GIVEN ENTRIES:
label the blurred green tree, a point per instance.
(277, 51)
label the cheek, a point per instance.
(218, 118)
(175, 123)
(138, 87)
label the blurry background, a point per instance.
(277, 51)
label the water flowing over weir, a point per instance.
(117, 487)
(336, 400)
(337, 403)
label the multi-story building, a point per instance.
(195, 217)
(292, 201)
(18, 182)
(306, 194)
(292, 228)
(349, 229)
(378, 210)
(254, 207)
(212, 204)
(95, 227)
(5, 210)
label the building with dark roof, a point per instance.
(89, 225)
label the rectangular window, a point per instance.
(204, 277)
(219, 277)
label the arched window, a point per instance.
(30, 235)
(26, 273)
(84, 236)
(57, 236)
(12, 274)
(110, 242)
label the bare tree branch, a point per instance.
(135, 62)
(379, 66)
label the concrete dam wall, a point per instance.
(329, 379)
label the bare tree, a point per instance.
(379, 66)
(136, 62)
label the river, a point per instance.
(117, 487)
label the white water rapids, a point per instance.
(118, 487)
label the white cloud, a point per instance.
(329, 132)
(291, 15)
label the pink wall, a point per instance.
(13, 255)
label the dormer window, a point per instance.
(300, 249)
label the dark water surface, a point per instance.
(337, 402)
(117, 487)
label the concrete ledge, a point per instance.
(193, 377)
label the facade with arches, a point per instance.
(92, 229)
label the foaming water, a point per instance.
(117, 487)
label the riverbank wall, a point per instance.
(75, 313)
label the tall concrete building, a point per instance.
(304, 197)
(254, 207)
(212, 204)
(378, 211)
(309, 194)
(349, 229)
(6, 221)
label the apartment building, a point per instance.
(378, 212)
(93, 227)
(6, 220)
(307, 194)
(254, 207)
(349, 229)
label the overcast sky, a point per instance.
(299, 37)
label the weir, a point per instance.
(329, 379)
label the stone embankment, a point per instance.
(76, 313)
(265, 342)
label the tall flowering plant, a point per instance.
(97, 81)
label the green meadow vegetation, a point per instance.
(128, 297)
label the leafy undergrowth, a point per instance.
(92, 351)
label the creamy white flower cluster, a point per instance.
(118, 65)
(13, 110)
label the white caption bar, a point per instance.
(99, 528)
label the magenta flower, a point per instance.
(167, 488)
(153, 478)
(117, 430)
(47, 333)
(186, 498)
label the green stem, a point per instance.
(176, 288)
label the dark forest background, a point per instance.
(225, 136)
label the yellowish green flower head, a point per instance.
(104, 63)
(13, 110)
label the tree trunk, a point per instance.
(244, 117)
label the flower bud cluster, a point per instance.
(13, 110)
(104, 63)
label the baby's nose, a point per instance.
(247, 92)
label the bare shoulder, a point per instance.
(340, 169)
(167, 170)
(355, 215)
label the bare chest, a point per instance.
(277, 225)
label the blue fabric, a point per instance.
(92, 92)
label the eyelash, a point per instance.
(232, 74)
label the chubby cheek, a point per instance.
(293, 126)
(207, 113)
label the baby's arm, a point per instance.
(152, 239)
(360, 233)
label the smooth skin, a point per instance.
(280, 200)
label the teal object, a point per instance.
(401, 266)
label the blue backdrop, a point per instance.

REQUIREMENT:
The lines from the one containing "label the tree trunk, a point per instance." through the final line of the listing above are all you should set down, exactly as written.

ANSWER TO THE PROBLEM:
label the tree trunk, a point per instance.
(244, 117)
label the flower bud cluster, a point per instance.
(13, 110)
(104, 63)
label the baby's nose, a point per instance.
(247, 92)
label the bare shoulder, a point per instance.
(340, 169)
(167, 170)
(355, 215)
label the bare chest, a point per instance.
(277, 225)
label the blue fabric, a point per instance.
(92, 92)
label the eyelash, a point per instance.
(232, 74)
label the chubby cheek, a point per instance.
(293, 126)
(207, 113)
label the baby's arm, a point per instance.
(152, 239)
(360, 233)
label the smooth skin, a point per instance.
(280, 200)
label the teal object, a point per instance.
(401, 266)
label the blue backdrop, a point per instance.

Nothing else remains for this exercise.